BEGIN Working data
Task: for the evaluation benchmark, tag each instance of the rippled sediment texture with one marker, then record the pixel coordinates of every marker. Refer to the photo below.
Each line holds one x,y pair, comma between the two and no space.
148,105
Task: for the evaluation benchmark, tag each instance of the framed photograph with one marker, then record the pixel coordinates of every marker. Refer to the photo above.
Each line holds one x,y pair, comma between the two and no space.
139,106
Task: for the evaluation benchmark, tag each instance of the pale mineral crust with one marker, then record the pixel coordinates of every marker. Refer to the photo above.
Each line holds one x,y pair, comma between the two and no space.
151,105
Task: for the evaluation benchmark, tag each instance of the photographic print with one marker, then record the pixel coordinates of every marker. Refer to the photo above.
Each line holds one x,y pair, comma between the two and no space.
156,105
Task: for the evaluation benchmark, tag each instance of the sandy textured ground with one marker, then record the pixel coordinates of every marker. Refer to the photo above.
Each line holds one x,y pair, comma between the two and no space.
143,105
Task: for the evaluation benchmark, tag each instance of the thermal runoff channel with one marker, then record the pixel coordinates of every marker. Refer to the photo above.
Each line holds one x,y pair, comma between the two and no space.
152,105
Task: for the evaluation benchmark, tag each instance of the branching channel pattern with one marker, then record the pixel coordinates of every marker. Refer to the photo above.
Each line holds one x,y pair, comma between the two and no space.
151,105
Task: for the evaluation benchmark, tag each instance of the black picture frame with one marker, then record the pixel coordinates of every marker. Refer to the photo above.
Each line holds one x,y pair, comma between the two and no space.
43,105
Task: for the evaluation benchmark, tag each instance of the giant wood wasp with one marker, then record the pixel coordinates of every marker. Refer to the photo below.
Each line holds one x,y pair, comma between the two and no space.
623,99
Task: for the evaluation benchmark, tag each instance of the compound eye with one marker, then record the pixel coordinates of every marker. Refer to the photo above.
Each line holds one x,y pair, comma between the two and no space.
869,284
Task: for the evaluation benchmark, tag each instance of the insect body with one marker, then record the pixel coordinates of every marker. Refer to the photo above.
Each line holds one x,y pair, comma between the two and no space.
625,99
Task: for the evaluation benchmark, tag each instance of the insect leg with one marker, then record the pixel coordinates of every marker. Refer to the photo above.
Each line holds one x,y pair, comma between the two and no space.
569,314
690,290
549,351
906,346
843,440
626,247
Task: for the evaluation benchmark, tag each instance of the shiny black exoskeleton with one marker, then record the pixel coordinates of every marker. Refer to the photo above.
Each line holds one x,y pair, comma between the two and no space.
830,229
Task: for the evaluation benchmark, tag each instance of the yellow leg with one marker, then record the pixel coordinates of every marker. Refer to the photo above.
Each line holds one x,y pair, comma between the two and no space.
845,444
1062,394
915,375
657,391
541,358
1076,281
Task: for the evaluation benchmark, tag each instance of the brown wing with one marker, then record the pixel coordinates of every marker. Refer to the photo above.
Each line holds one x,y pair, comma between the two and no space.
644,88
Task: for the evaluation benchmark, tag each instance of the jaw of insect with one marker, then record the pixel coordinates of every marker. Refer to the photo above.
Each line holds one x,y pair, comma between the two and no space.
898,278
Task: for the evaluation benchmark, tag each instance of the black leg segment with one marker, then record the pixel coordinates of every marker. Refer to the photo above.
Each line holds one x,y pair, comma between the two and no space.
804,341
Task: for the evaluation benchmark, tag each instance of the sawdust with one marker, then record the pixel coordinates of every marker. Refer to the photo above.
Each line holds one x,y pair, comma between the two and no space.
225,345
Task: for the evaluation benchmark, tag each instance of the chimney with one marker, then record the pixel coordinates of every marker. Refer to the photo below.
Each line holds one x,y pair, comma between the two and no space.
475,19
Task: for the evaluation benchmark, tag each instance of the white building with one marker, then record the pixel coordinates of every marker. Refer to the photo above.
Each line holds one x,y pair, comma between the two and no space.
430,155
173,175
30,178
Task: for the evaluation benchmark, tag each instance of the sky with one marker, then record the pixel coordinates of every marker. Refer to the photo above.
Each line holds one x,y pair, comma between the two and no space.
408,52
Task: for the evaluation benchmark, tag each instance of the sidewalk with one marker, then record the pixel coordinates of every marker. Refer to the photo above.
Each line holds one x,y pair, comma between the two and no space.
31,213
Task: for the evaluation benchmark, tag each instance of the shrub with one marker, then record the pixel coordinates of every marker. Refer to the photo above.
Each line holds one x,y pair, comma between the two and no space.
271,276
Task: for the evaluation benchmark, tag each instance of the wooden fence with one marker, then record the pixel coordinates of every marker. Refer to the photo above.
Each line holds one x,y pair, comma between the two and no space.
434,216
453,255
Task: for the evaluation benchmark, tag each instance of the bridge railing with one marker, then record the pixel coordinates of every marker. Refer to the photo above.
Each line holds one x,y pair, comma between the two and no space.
END Working data
Repeat, word for word, every line from the line that contains "of the sidewalk" to the end of the entries; include both of those lines and no others.

Task: for the evaluation benchmark, tag each instance of the sidewalk with one marker, then record the pixel coordinates of every marker. Refer to the photo above.
Each line holds one x,y pair, comma between the two and no space.
31,213
Task: for the evaluation benchmark, tag each instance of the shrub with one marker, then record the pixel coordinates of every marker. Refer to the photo above.
Each line holds one x,y pair, comma between the two and no space.
271,276
Task: for the evaluation benchmark, tag each instance of the wooden fence with one marker, then record the pixel coordinates of every marker. Refer to the photo above.
Each line holds one x,y pair, comma between the two and no space.
434,216
453,255
Task: for the evaluation benchmark, tag each instance of the bridge railing with one marker, then record the pixel coordinates of every marker. Refer to the photo above.
Each line holds one x,y pair, comma between the two and no space.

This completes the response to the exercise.